> WHAT IS ASKED
Write the next part of the password-entropy exercises, starting right after their final line.

> PASSAGE PROVIDED
-- -- --
What is the entropy of a randomly-selected 4-digit PIN as it would be entered on this keypad?
Let X be such that an X-digit PIN chosen randomly from digits 0..9 has entropy equal to that of a 4-digit PIN chosen randomly from the keypad in the previous exercise. Determine what X is to the nearest integer.
According to the NIST SP 800-63 (2008) heuristics, what is the entropy of a 10-character password chosen (non-randomly) by a user from a standard US keyboard? Assume the user isn't forced to use any upper-case or non-alphabetic characters, and that no dictionary checking is done.
Which of the following policies will produce the highest-strength passwords? Which policy do you think will produce passwords that are easiest to remember? Use the NIST heuristics to evaluate policy 2.
- Policy 1: Users are assigned randomly-generated 6-character passwords, where each character is a lower-case Latin letter (i.e., a-z).
- Policy 2: Users choose their own passwords, which must be at least 12 characters long, where each character may be any character from the full keyboard. Users are not required to use any upper-case or non-alphabetic characters, and no dictionary checking need be done.
-- -- --
> GIVEN DATA
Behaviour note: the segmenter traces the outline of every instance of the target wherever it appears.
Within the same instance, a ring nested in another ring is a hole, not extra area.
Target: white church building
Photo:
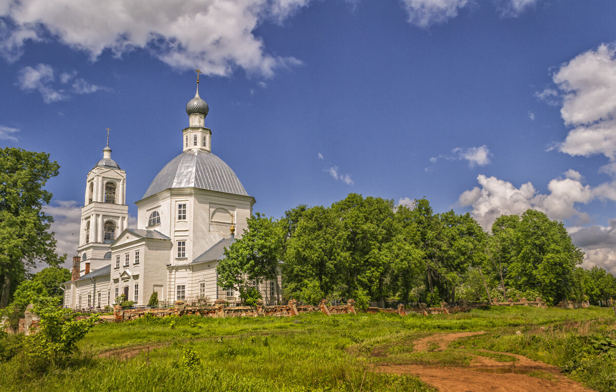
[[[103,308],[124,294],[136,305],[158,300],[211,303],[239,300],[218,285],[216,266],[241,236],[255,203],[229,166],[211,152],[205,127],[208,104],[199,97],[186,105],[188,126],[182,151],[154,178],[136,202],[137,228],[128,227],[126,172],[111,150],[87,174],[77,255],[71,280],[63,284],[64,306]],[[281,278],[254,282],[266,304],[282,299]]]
-- -- --
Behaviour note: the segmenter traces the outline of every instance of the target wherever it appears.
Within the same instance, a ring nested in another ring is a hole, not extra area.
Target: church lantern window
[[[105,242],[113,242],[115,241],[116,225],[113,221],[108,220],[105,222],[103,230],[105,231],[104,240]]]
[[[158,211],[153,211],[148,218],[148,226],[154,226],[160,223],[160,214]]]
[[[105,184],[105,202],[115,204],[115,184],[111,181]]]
-- -- --
> REPLY
- Policy 3: Users are assigned randomly-generated passphrases, where each passphrase is the concatenation of four words randomly chosen from a system dictionary of 2,000 very common words (e.g., "correcthorsebatterystaple").
Consider this claim: "Policies that require user-chosen passwords to include upper-case and non-alphabetic characters are not useful, because they do not make passwords harder to guess: once the attacker learns the policy, she can adjust her guessing strategy accordingly." Evaluate that claim.
Choose any three of the potential replacements for passwords discussed in Bonneau et al. (2012). Analyze each replacement against the criteria of security, usability, and deployability. Do you agree with the assessment made by Bonneau et al. in their Table I?